Look through the material below and copy exactly the lines from the line with "Can you find the backpack?" to the line with "Can you find the church", those two lines included.

[[ SOURCE MATERIAL, beginning ]]

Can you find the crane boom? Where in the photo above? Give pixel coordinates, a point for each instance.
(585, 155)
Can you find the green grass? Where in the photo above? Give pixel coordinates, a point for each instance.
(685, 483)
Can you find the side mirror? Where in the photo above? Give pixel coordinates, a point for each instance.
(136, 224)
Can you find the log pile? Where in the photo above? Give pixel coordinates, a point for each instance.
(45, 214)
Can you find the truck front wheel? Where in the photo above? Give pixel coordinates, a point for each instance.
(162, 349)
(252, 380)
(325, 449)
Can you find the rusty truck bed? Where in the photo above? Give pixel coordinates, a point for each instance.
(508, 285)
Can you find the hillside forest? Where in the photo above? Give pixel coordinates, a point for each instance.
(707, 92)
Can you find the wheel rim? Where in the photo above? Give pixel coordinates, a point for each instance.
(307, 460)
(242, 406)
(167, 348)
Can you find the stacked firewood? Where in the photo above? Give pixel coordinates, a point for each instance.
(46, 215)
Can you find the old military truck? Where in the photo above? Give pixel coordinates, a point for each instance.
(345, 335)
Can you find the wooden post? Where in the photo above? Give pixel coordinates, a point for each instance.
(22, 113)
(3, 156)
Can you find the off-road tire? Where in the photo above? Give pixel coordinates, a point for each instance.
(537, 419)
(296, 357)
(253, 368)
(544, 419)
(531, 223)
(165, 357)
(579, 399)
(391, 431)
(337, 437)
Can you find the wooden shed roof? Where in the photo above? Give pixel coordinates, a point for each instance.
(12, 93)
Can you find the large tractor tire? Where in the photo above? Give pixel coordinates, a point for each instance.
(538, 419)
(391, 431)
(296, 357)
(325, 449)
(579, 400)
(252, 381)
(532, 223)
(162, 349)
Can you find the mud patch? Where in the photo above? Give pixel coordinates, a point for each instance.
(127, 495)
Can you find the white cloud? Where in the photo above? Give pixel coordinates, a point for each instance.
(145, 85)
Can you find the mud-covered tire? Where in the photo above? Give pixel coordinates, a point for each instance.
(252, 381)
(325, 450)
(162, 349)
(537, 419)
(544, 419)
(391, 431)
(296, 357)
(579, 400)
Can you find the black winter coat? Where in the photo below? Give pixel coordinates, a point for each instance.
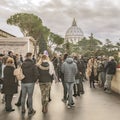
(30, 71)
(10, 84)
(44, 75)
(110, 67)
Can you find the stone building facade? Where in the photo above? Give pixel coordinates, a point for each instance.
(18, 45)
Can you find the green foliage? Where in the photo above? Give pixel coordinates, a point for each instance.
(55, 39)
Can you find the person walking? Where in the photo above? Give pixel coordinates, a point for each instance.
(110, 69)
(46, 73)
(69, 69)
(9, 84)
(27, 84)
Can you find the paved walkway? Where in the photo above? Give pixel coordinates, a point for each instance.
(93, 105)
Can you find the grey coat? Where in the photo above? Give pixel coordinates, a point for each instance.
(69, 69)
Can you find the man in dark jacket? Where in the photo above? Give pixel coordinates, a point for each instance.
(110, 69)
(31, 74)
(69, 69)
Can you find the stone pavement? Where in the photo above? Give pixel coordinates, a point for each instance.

[[ SOURCE MATERIAL, end ]]
[[ SOURCE MATERIAL, beginning ]]

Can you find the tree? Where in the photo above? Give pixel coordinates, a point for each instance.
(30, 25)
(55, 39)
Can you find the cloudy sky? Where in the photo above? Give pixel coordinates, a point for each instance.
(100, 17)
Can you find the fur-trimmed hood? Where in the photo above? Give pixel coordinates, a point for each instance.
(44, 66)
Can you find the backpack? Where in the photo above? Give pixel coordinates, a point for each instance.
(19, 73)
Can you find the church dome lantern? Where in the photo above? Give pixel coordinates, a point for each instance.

[[ SOURCE MATERIAL, end ]]

TASK RESULT →
Can you find the backpack? Where in the photo above? Give pixel coordinates, a point for each instance.
(19, 73)
Can you find the church dome lantern? Where in the photo above? Give pixel coordinates, a point for each instance.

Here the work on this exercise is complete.